__Dataset content__.
....

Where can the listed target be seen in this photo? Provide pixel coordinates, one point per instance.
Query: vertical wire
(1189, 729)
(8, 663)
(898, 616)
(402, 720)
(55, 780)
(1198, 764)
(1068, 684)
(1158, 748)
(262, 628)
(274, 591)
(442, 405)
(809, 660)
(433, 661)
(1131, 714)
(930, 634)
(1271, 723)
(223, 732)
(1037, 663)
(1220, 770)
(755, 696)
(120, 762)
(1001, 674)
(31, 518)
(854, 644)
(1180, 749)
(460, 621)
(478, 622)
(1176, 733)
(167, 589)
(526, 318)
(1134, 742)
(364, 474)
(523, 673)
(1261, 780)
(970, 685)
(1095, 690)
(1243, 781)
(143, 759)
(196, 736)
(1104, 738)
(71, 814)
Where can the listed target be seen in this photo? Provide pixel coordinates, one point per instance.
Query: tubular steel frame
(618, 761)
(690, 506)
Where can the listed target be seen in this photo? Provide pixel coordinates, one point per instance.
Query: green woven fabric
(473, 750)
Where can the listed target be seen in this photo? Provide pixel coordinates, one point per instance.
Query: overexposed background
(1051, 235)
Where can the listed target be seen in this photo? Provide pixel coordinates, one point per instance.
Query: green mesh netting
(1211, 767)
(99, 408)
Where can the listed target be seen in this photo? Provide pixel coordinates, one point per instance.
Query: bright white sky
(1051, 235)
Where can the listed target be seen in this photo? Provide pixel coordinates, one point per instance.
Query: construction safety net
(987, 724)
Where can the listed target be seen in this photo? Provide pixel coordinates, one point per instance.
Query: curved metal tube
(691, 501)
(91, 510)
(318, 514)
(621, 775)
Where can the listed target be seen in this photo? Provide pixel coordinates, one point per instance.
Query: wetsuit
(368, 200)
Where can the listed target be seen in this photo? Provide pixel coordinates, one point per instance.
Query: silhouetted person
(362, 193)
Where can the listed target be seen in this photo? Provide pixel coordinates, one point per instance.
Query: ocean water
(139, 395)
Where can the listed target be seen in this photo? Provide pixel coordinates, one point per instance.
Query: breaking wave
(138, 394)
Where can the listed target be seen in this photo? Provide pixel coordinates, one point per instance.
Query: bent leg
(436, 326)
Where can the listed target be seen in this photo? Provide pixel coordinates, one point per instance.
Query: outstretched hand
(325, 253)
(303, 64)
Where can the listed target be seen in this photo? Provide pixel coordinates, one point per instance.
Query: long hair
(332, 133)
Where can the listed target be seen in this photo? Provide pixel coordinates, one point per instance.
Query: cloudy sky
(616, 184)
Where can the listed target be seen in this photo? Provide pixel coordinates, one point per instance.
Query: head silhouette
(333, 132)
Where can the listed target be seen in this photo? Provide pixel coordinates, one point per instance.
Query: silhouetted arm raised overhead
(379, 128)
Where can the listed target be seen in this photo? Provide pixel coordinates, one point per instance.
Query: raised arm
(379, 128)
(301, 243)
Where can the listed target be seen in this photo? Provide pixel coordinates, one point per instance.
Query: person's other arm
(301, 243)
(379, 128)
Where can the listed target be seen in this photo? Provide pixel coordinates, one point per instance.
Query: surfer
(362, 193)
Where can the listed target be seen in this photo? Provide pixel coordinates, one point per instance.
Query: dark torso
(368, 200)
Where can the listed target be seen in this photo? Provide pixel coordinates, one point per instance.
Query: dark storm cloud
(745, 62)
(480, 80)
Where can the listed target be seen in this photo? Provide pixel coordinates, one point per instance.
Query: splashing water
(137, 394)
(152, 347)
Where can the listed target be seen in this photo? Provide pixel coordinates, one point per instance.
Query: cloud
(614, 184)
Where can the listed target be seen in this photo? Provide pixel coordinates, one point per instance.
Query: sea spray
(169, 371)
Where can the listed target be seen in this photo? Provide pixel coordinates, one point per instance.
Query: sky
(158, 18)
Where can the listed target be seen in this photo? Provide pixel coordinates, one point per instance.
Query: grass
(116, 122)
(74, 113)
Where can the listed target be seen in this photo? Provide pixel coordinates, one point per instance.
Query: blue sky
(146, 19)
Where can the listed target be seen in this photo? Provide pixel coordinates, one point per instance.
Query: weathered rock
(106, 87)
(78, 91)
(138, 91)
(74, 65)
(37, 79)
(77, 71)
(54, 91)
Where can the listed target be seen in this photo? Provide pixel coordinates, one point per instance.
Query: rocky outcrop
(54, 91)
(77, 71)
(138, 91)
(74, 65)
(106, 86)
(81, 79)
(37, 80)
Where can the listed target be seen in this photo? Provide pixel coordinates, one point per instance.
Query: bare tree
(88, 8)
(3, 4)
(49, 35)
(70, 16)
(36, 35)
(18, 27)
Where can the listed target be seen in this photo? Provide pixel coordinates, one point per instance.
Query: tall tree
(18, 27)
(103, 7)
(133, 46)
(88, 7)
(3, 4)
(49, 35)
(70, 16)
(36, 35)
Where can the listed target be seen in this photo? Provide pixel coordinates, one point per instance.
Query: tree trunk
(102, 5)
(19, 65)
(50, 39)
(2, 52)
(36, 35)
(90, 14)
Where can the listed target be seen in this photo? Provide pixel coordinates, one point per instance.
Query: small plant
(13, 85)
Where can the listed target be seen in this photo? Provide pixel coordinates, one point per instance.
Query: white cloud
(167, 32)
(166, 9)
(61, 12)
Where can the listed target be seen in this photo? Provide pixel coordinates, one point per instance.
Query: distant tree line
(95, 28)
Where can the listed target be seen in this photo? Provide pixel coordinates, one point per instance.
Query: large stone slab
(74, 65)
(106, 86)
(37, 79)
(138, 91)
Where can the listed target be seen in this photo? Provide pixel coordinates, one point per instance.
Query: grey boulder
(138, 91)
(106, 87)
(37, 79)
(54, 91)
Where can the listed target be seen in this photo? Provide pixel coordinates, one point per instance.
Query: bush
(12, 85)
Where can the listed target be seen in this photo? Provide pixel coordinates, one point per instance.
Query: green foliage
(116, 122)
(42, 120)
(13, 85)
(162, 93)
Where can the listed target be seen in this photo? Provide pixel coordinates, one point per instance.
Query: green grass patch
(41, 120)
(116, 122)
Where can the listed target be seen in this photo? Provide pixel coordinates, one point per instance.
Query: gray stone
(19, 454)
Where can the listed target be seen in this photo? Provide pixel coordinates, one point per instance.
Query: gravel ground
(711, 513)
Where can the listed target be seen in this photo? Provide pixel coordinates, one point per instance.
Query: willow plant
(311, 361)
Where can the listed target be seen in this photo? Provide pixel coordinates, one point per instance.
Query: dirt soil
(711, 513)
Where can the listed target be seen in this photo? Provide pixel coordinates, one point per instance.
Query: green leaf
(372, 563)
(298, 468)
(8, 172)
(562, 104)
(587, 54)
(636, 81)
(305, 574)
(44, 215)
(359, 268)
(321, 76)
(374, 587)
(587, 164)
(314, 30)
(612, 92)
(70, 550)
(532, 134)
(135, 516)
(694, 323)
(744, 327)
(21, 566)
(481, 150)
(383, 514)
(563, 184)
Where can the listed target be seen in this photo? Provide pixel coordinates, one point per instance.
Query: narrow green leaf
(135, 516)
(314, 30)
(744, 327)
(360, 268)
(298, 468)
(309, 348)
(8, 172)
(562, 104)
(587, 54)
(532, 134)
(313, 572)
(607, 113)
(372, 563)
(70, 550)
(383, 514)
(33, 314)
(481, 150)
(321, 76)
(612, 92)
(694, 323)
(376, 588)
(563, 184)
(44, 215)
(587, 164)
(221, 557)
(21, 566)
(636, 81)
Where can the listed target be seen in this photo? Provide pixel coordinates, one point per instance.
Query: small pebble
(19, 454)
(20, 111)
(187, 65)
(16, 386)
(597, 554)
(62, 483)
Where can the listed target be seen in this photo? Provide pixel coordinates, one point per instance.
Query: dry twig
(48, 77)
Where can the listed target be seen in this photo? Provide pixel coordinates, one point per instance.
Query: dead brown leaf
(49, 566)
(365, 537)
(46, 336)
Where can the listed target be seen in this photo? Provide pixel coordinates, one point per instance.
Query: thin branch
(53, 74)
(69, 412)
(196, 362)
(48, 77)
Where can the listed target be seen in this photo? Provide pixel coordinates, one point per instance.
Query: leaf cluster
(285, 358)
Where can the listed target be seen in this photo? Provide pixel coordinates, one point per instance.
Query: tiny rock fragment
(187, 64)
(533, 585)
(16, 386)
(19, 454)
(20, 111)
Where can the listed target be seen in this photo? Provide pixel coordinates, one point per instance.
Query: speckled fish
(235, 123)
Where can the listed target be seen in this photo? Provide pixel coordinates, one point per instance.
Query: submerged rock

....

__What is required__. The lines from the one containing "Query: leaf cluster" through the last line of the records are the answer; set them down exactly and add nothing.

__Answer below__.
Query: leaf cluster
(285, 358)
Where can the listed target be seen in this photo? Provide pixel coordinates, one point per instance.
Query: tiny rock fragment
(187, 64)
(533, 585)
(16, 386)
(19, 454)
(20, 111)
Where can the listed target be seen in this photo? Provide pixel coordinates, one point per instance.
Query: speckled fish
(235, 123)
Where can the listed target be seen in this photo? Provide pixel coordinates, one point per instance.
Query: submerged rock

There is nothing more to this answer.